*** Opening of STUDY TEXT ***

The only vaccine against HIV being tested nearing the completion of testing trials has proved ineffective, its manufacturer has announced.
Known as Mosaico, the trial was the product of a public-private partnership including the US government and the Janssen Pharmaceuticals.
HIV is a virus that gradually attacks the immune system, which is our body’s natural defence against illness. AIDS is a syndrome caused by the HIV virus.
The failure of the latest candidate underscores the challenges of designing a vaccine for HIV.
The announcement posted on the Johnson & Johnson’s website noted that the study’s independent Data and Safety Monitoring Board determined that the regimen was not effective in preventing HIV infection compared to the placebo among study participants.
It also said no safety issues with the vaccine regimen were identified.
In light of the DSMB’s determination, the Mosaico clinical trial will be discontinued, it said.
It noted that participant notifications and further analyses of the data are underway. Throughout the trial, study investigators have ensured that any individuals who contracted HIV received prompt HIV treatment and care.
“We are disappointed with this outcome and stand in solidarity with the people and communities vulnerable to and affected by HIV,” said the Global Therapeutic Area Head, Vaccines, Janssen Research & Development, LLC, Penny Heaton.

*** Close of STUDY TEXT ***
*** Opening of PROVIDED INFORMATION ***

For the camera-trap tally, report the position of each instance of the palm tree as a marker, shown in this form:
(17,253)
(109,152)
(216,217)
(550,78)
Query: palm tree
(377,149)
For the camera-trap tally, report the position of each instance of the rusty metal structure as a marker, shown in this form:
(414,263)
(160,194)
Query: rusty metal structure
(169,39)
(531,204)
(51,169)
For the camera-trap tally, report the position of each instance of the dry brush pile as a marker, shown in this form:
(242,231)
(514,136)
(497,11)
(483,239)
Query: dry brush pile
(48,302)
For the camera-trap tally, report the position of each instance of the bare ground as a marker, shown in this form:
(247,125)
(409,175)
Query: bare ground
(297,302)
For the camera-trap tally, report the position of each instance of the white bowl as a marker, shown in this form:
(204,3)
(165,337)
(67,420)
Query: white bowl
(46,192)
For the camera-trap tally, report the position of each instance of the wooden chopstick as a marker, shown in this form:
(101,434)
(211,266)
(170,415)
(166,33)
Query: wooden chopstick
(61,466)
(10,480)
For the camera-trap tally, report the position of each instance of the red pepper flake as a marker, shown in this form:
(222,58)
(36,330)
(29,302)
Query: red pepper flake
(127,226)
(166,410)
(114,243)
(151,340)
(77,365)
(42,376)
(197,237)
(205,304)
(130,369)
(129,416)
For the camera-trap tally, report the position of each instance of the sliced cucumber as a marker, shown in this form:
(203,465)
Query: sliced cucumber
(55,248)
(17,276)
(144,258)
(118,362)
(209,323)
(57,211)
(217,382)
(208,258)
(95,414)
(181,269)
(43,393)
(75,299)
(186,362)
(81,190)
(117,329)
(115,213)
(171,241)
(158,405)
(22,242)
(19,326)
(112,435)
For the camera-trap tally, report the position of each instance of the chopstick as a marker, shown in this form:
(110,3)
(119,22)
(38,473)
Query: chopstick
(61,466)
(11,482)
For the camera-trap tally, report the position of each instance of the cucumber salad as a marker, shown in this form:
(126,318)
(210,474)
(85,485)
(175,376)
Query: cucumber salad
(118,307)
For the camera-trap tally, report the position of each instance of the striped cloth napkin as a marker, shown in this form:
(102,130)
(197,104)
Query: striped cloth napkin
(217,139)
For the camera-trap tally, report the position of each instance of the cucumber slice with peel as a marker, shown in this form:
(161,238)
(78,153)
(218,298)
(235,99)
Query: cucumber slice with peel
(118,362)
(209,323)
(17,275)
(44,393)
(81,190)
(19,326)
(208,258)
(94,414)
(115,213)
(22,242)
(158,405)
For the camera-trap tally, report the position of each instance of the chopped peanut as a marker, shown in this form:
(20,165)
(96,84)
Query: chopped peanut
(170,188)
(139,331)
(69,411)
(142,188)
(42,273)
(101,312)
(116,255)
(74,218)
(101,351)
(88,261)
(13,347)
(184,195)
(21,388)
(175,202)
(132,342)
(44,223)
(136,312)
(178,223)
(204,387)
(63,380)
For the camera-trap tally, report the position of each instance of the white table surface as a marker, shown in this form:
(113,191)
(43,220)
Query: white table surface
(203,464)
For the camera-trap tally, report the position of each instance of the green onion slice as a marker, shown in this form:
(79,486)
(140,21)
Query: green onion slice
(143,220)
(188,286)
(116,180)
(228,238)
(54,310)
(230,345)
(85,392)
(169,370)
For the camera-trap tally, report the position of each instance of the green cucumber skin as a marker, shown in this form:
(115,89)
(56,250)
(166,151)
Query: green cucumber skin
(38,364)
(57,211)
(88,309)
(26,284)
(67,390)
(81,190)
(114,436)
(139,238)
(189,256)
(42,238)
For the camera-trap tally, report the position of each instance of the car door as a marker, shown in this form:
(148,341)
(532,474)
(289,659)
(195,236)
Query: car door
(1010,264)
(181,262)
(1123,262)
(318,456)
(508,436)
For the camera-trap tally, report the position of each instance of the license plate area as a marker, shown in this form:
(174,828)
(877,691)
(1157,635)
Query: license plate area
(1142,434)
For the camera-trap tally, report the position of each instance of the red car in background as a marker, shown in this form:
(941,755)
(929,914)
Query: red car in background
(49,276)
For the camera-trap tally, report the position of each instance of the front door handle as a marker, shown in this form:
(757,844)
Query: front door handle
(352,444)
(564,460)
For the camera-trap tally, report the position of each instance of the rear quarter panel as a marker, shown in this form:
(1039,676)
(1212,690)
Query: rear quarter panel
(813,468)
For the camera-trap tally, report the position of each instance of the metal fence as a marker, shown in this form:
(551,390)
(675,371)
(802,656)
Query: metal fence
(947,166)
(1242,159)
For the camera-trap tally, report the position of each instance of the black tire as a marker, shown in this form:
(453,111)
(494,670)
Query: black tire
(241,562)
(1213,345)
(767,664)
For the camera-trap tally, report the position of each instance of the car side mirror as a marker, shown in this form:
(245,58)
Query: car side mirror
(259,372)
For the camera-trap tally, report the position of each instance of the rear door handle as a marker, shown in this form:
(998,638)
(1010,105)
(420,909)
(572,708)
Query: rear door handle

*** Close of PROVIDED INFORMATION ***

Write out the part of the HIV vaccine article that opens with the words containing "The only vaccine" and closes with "vaccine for HIV.", copying it word for word.

EXERCISE OUTPUT >>
The only vaccine against HIV being tested nearing the completion of testing trials has proved ineffective, its manufacturer has announced.
Known as Mosaico, the trial was the product of a public-private partnership including the US government and the Janssen Pharmaceuticals.
HIV is a virus that gradually attacks the immune system, which is our body’s natural defence against illness. AIDS is a syndrome caused by the HIV virus.
The failure of the latest candidate underscores the challenges of designing a vaccine for HIV.